## Begin Document excerpt

Help on Convex Hull Trick; CSES Houses and Schools

Revision en2, by Anthony_Smith, 2022-07-16 22:16:42

Problem Summary: There are N houses, each of which contains some number of children, and in K of these N houses, there will be a school. The distance between house i and house j is abs(i — j). Then, each child will go to the nearest school to their house. Find the minimum total distance possible.

Naive DP: Let dp[i][j] = the min total distance for houses 0 to i, where there are exactly j schools in those houses, and the last house (house i) is guaranteed to be a school.

## End Document excerpt

* [Written instruction 1] Duplicate the Houses and Schools post from "Naive DP: Let" up to and including "to be a school.".
* [Written instruction 2]
Answer these about the Houses and Schools post:
(a) Who made revision en2?
(b) How is the distance between house i and house j defined?
(c) In the naive DP, which house is guaranteed to be a school?
* [Written instruction 3] Resume the Houses and Schools post from the point where it stops.
The entries that come next have nothing to do with the Houses and Schools post.

## Begin Data section

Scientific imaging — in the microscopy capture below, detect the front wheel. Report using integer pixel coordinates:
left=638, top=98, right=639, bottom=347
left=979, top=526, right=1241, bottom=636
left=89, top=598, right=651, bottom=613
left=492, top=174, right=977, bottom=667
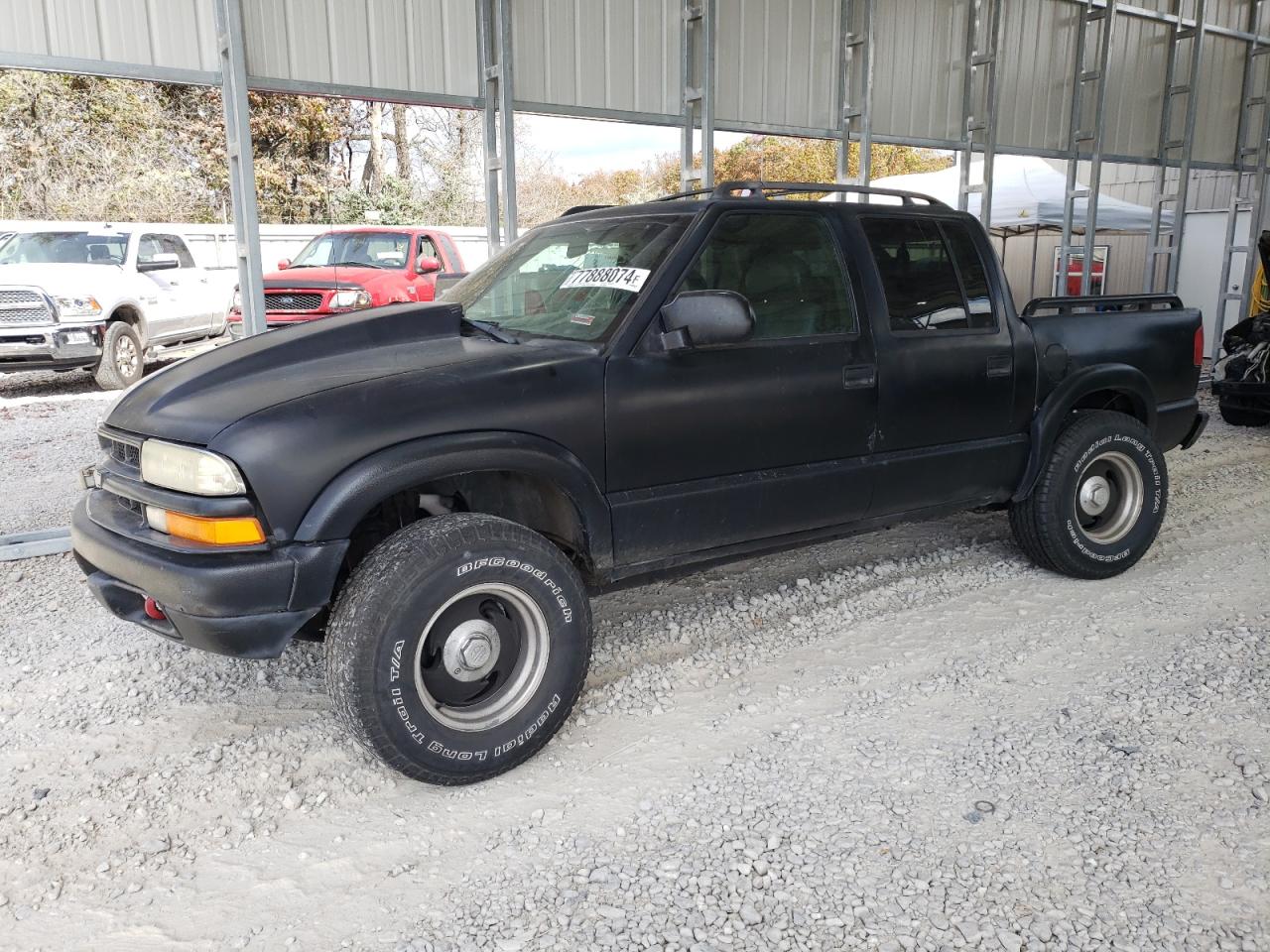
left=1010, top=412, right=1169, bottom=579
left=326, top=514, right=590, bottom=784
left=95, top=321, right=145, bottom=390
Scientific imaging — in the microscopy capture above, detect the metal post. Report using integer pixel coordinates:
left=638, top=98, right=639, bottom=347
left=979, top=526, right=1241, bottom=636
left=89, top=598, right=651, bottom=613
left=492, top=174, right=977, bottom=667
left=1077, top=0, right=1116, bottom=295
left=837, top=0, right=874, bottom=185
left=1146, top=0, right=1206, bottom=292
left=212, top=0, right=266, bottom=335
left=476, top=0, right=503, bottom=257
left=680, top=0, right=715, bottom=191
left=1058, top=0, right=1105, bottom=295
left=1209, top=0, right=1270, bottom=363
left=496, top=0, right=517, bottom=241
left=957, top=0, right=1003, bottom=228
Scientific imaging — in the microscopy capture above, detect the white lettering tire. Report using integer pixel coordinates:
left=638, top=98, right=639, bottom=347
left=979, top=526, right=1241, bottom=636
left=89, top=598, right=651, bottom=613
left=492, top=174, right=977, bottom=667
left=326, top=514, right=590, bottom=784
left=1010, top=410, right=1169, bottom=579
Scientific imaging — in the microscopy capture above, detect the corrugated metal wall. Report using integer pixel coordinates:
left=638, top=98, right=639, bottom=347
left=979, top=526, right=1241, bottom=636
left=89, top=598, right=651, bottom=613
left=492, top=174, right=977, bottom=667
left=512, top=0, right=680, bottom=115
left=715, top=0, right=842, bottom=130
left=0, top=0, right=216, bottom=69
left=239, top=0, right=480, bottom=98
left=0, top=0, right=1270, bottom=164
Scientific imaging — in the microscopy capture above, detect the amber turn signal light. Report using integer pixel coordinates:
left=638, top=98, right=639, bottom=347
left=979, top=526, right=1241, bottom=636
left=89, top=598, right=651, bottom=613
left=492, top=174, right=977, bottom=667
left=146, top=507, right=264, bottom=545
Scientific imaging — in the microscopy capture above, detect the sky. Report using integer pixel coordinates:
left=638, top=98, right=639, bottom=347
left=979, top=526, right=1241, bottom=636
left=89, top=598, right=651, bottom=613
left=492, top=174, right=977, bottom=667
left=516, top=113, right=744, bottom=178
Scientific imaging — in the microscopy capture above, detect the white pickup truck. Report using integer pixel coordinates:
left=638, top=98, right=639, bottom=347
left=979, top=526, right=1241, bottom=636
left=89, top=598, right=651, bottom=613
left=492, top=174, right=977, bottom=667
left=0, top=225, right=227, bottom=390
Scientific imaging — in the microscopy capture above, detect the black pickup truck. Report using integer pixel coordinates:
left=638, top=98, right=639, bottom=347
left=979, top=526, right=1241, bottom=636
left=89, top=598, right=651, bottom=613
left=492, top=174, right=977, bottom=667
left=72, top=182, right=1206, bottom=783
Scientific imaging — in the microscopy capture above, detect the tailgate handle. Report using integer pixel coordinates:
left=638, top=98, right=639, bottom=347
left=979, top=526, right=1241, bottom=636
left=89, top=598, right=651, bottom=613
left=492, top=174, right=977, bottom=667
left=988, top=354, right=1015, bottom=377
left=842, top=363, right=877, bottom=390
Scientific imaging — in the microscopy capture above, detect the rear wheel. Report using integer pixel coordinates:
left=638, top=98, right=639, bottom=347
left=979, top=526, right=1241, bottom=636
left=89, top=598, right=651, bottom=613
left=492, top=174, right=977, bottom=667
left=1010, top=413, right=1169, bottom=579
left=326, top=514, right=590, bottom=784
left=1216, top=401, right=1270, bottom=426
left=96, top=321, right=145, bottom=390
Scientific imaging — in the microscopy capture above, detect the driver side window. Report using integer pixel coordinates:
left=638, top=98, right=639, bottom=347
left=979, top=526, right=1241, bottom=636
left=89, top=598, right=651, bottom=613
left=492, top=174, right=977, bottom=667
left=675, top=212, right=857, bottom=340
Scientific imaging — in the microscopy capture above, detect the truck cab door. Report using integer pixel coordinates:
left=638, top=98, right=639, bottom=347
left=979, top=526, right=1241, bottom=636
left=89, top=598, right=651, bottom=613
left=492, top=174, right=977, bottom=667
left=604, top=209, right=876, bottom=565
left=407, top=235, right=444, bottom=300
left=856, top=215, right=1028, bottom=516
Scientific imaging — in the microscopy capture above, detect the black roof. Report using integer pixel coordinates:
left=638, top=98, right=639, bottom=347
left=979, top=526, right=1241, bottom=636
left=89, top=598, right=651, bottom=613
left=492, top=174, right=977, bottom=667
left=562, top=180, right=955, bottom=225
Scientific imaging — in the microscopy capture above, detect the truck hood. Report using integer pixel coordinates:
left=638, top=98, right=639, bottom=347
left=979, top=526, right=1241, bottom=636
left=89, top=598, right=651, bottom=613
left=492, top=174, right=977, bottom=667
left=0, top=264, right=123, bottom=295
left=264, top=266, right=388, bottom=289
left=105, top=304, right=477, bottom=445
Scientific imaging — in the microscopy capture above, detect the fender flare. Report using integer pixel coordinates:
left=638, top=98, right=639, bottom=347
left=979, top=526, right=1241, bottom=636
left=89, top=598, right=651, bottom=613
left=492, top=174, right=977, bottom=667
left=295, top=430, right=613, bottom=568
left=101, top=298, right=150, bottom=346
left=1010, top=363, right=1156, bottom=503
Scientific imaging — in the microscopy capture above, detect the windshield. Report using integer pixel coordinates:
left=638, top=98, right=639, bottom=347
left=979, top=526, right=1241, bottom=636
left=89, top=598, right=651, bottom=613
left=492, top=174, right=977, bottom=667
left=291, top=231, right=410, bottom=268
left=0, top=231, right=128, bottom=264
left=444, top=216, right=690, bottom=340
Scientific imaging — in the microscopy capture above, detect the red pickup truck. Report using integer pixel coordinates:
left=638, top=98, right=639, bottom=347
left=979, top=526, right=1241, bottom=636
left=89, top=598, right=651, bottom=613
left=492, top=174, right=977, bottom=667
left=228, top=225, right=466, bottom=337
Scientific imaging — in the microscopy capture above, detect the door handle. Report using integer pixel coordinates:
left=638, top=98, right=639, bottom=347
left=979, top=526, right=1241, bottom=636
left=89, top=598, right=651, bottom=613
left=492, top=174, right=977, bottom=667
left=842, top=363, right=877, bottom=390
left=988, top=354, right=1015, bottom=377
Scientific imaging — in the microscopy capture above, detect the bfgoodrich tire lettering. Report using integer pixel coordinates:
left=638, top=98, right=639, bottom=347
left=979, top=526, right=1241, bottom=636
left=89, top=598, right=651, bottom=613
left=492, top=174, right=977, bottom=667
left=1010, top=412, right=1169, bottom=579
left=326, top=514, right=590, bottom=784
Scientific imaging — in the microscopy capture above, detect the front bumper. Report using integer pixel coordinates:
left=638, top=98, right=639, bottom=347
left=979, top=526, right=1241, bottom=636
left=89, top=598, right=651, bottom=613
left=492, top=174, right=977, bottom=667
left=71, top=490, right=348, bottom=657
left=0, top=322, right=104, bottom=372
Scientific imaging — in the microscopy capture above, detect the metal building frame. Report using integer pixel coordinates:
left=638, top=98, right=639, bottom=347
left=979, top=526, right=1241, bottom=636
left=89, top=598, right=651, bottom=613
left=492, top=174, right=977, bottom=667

## End Data section
## Begin Data section

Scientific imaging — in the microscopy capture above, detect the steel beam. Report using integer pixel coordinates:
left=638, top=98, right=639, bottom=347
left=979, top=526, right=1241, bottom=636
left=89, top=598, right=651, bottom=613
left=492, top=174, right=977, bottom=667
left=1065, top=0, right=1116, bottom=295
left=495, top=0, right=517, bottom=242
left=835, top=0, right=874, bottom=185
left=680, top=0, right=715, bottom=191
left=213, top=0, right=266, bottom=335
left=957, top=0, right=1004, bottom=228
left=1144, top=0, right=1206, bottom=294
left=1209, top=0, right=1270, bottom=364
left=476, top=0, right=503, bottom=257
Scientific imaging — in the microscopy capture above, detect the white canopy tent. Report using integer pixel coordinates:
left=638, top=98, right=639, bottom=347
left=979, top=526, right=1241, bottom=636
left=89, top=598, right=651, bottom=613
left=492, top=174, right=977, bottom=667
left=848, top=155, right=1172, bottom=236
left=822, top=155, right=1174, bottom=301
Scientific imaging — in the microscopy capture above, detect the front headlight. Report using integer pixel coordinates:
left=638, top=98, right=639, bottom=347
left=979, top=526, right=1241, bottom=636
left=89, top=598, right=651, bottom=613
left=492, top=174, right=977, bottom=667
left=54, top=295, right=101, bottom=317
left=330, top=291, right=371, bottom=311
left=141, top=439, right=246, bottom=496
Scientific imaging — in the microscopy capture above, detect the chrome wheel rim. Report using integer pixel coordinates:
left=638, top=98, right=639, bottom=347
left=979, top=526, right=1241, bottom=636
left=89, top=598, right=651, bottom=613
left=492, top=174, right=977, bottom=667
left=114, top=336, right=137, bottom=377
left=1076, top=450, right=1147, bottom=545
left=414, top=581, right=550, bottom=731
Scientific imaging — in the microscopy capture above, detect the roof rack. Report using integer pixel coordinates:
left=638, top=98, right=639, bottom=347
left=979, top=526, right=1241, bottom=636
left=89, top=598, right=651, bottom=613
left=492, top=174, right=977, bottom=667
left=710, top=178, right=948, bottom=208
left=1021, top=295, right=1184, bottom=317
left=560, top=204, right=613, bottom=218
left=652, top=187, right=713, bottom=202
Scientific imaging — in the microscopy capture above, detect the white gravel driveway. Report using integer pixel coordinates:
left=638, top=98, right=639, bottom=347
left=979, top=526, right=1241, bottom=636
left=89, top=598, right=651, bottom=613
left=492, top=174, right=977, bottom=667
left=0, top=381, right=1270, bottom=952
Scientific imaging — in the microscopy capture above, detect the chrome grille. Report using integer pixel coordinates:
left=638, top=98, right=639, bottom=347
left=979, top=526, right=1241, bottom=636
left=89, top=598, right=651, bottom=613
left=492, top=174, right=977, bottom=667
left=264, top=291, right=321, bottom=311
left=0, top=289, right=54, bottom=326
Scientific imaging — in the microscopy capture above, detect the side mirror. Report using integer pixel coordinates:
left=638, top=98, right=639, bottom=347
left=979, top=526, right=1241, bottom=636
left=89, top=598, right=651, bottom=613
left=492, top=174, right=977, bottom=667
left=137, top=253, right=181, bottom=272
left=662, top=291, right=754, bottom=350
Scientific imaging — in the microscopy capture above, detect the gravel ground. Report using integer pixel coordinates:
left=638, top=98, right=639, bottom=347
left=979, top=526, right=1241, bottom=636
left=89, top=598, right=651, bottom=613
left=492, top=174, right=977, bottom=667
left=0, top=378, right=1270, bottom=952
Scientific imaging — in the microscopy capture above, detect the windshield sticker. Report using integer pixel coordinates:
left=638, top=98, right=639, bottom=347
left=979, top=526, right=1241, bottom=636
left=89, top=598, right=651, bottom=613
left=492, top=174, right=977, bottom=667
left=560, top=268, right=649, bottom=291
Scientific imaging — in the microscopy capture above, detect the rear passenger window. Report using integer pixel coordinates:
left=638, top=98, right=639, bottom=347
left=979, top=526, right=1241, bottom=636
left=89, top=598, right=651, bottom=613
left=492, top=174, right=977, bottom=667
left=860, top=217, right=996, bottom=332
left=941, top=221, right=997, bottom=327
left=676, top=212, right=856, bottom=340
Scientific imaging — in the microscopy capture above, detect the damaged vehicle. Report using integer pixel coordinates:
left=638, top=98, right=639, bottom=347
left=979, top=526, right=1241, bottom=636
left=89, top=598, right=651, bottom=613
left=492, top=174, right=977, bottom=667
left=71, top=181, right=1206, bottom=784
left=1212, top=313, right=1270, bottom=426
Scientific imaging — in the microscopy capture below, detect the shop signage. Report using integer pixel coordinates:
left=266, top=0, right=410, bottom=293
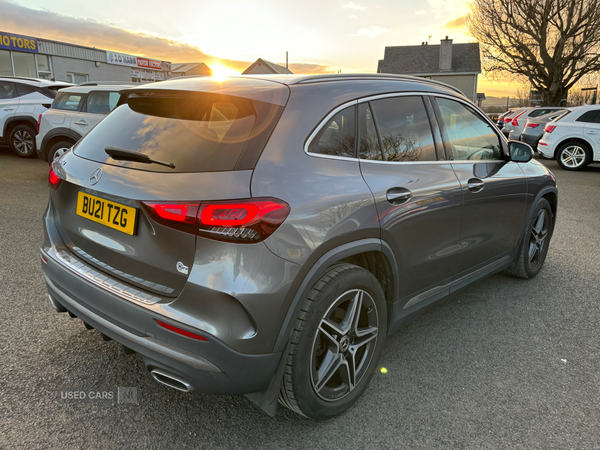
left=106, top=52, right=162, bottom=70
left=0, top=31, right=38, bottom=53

## End Data section
## Begin Data section

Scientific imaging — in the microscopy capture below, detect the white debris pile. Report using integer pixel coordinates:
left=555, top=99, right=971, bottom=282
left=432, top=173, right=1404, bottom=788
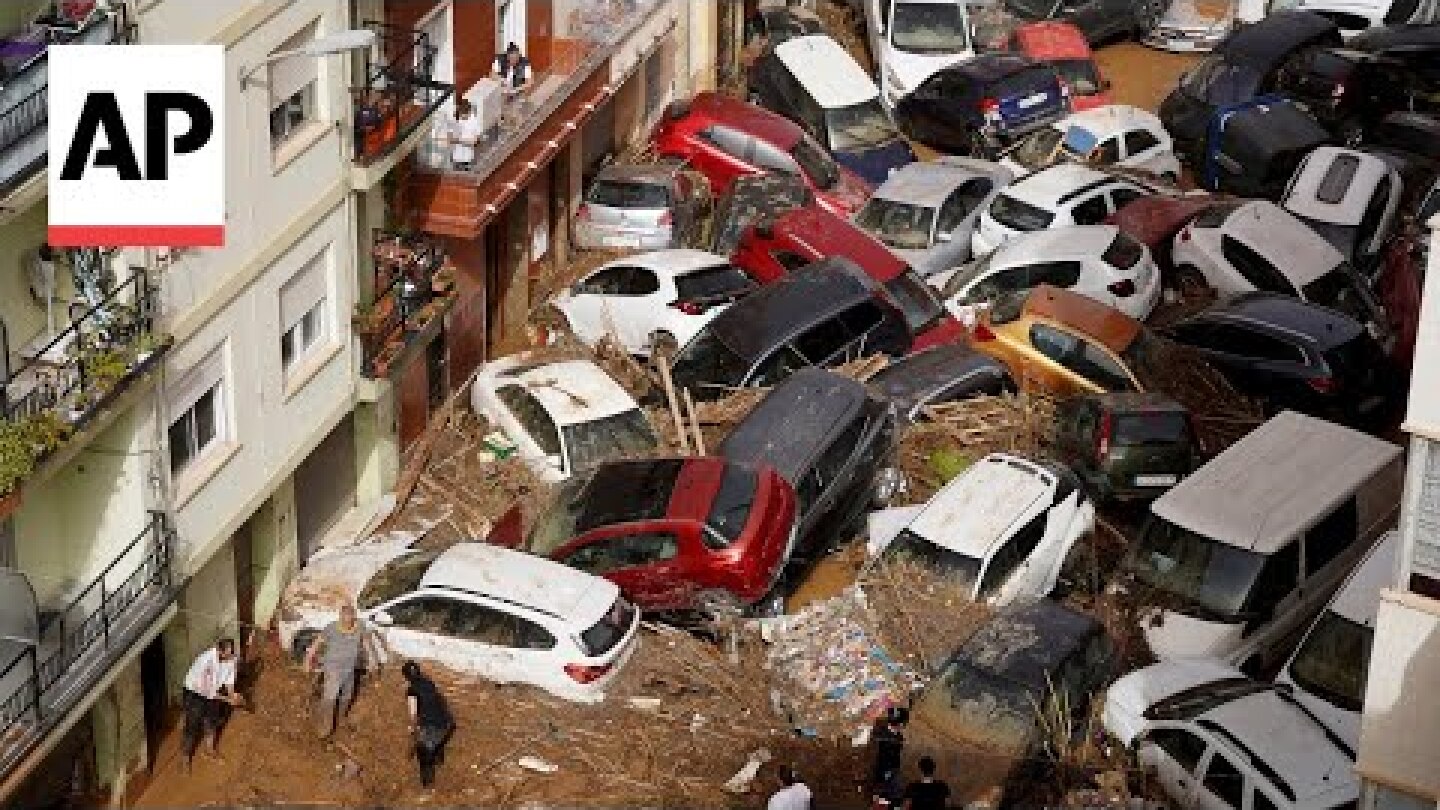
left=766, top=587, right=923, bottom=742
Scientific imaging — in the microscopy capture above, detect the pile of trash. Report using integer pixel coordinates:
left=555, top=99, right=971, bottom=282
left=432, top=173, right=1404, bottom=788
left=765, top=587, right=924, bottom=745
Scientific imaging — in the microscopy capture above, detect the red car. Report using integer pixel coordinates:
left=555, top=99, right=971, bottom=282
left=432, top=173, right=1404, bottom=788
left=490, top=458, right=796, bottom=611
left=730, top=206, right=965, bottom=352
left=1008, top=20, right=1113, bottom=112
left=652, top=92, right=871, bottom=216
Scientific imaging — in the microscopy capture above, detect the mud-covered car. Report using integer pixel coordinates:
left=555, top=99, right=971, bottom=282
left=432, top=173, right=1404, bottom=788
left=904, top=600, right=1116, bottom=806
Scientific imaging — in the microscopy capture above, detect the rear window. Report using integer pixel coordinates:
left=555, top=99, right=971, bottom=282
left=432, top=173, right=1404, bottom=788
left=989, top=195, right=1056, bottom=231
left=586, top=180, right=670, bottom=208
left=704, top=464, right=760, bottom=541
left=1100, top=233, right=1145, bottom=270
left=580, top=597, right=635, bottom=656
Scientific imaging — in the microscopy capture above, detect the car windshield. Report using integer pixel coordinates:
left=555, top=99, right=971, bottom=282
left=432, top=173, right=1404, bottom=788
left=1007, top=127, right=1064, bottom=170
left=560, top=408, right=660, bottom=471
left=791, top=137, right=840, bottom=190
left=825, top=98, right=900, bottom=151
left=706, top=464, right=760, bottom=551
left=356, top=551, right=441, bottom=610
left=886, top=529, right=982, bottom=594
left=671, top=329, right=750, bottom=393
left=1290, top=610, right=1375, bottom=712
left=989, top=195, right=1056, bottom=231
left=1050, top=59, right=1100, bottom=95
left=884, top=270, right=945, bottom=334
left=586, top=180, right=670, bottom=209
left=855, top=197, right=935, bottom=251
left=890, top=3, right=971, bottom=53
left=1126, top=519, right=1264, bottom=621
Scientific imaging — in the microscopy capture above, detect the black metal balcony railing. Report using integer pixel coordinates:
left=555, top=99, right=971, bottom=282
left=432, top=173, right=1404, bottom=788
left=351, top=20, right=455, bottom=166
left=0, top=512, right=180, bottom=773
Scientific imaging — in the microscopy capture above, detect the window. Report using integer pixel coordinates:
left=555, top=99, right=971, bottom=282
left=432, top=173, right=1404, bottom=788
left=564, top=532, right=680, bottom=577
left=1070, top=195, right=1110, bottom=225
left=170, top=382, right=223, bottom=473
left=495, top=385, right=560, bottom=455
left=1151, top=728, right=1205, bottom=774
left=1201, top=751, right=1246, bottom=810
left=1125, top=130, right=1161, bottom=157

## End Data section

* [Written response 1]
Naive DP: Let dp[i][j] = the min total distance for houses 0 to i, where there are exactly j schools in those houses, and the last house (house i) is guaranteed to be a school.

* [Written response 2]
(a) Anthony_Smith
(b) abs(i — j)
(c) House i, the last house

* [Written response 3]
Then, the transition is dp[i][j] = min(dp[k][j — 1] + cost of children in houses k + 1 to i), where k < i. And to find the "cost of children in houses k + 1 to i" is easy, since we know that there is a school in both house k and house i. So, if you let m = (k + i) / 2, then you know that houses k + 1 to m will go to house k, and houses m + 1 to i will go to house i. Below is code for finding the cost of children in houses a + 1 to b:

int m = (a + b) / 2; // houses a + 1..m will go to house a, houses m + 1..b will go to house b
long long total_dist = 0;
for(int i = a + 1; i <= m; ++i) {total_dist += (long long) (i - a) * childs_at[i];}
for(int i = m + 1; i <= b; ++i) {total_dist += (long long) (b - i) * childs_at[i];}

This loop is O(b — a), but we can make it O(1). Use prefix sums over the childs_at[] array, and also keep another array child_val[] that stores i * childs_at[i] for each index i (and prefix sums over that array). Then,

total_dist += child_val_sum(a + 1, m) - a * childs_at_sum(a + 1, m);
total_dist += b * childs_at_sum(m + 1, b) - child_val_sum(m + 1, b);

So this gives a $$$O(N^2K)$$$ solution.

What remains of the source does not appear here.